WHAT IS BEING ASKED: Repeat the data that follows in full. Do not include the pictures.

Start of INFORMATION PROVIDED

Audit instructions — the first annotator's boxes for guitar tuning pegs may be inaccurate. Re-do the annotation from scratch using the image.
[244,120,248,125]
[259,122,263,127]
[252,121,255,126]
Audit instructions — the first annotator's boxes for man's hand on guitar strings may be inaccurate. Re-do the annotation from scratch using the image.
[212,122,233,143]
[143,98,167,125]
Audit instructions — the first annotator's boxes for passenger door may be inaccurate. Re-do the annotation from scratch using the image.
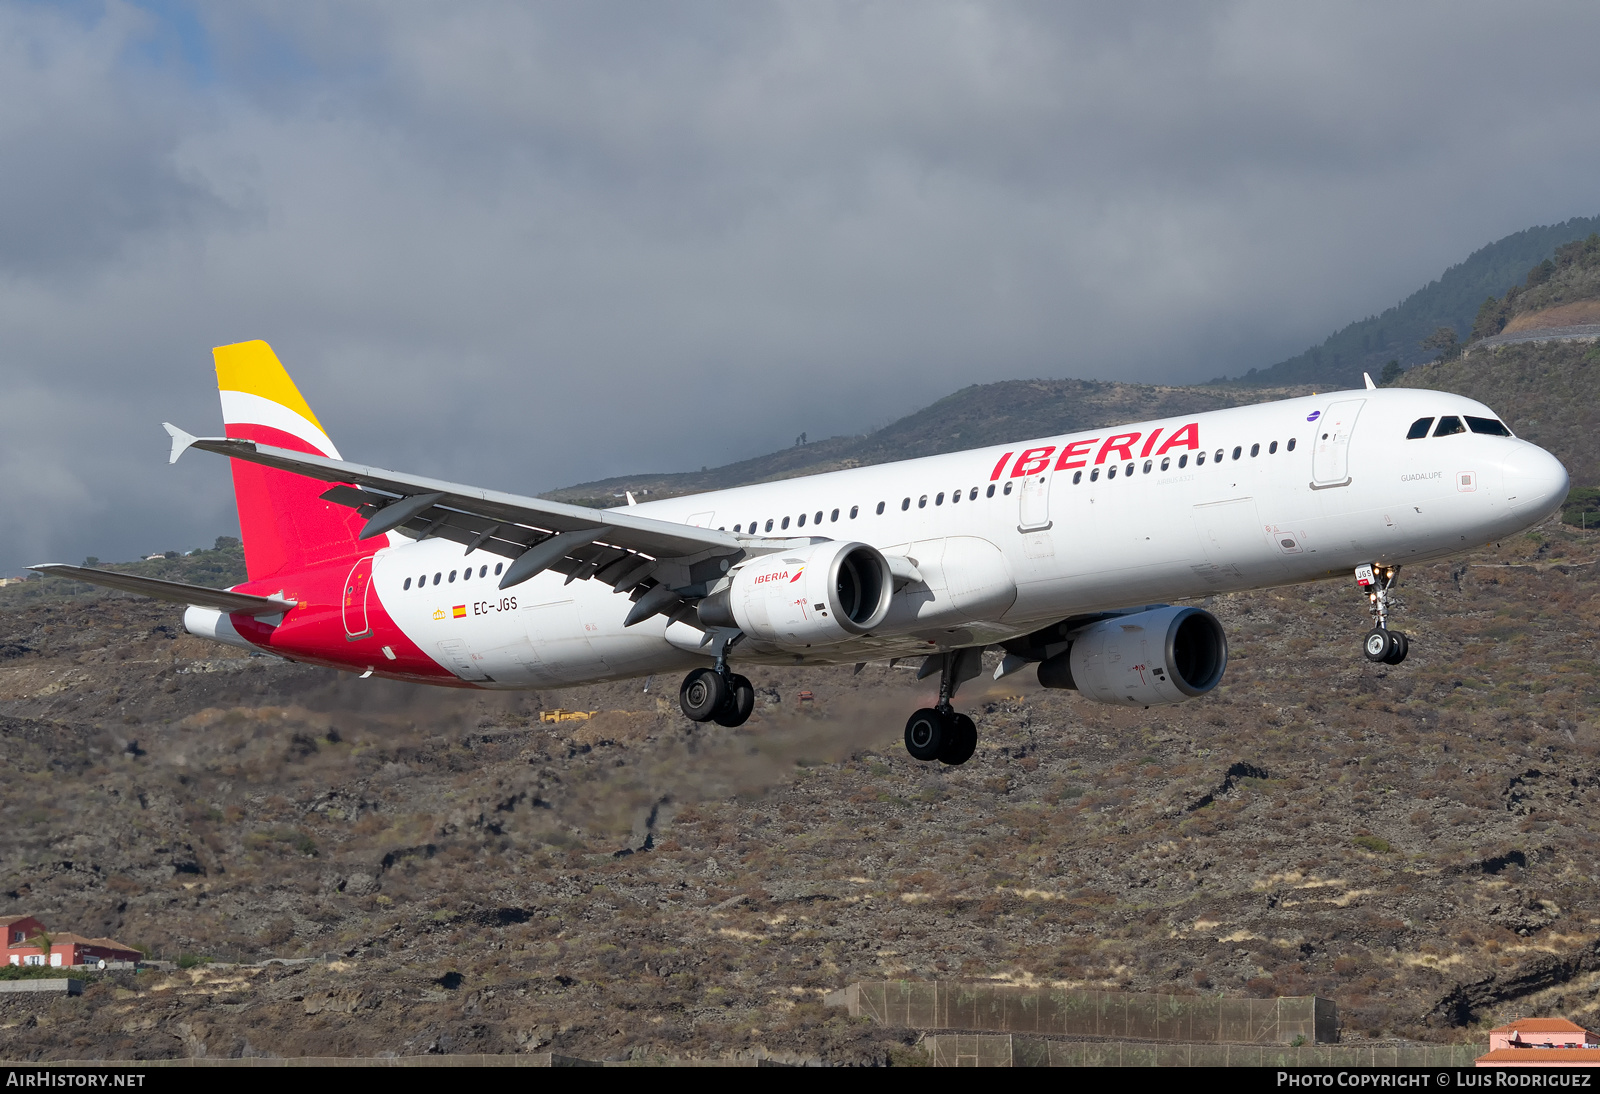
[1311,399,1364,487]
[341,556,374,640]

End of INFORMATION PROVIDED

RESPONSE FOR THIS EXERCISE:
Audit instructions — the first annotator's boxes for guitar tuning pegs may be inaccurate. Re-do the annotation from scratch using the image.
[244,120,248,125]
[259,122,263,127]
[252,121,255,126]
Audit instructions — the first annotator's boxes for man's hand on guitar strings may be inaccurate. Re-do the annotation from scratch using the image.
[212,122,233,143]
[143,98,167,125]
Audit instructions — the first annotator's boxes for passenger door may be inaccurate. Re-do the annotation from scratch using the image.
[1311,399,1364,487]
[341,556,374,640]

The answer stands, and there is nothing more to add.